§ **Vorliegender Text**
* * *
Einige Aspekte an der ungenauen Berichterstattung stechen ins Auge: 1. Nicht jedes Gebiet der Toskana ist betroffen. 2. Einige DOCGs in der Toskana organisieren sich selbst um Fälschungen und irreguläre Weine zu verhindern. 3. DOCGs – wie Chianti Classico – haben der Fälschung sowie dem Panschen schon vor diesem vermeintlichen Chianti-Weinskandal den Kampf angesagt. Die Nachrichtenticker deutscher Presseagenturen scheint dies nicht viel zu interessieren. 4. Wird im aktuellen Weinskandal nicht deutlich, ob Weinerzeuger aus der Toskana überhaupt darin verstrickt sind oder ob Kriminelle einfach nur eine Lieferung umetikettiert haben.
* * *
§ **Bereitgestellte Daten**

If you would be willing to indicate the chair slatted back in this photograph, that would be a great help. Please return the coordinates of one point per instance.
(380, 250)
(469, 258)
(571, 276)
* * *
§ **Arbeitsanweisung**
Zitiere wörtlich den Abschnitt aus dem Text über den Chianti-Weinskandal, der mit den Worten „Einige Aspekte an“ einsetzt und mit „Lieferung umetikettiert haben.“ schließt. Stütze dich allein auf den Text über den Chianti-Weinskandal.

§ **Endgültige Antwort**
Einige Aspekte an der ungenauen Berichterstattung stechen ins Auge: 1. Nicht jedes Gebiet der Toskana ist betroffen. 2. Einige DOCGs in der Toskana organisieren sich selbst um Fälschungen und irreguläre Weine zu verhindern. 3. DOCGs – wie Chianti Classico – haben der Fälschung sowie dem Panschen schon vor diesem vermeintlichen Chianti-Weinskandal den Kampf angesagt. Die Nachrichtenticker deutscher Presseagenturen scheint dies nicht viel zu interessieren. 4. Wird im aktuellen Weinskandal nicht deutlich, ob Weinerzeuger aus der Toskana überhaupt darin verstrickt sind oder ob Kriminelle einfach nur eine Lieferung umetikettiert haben.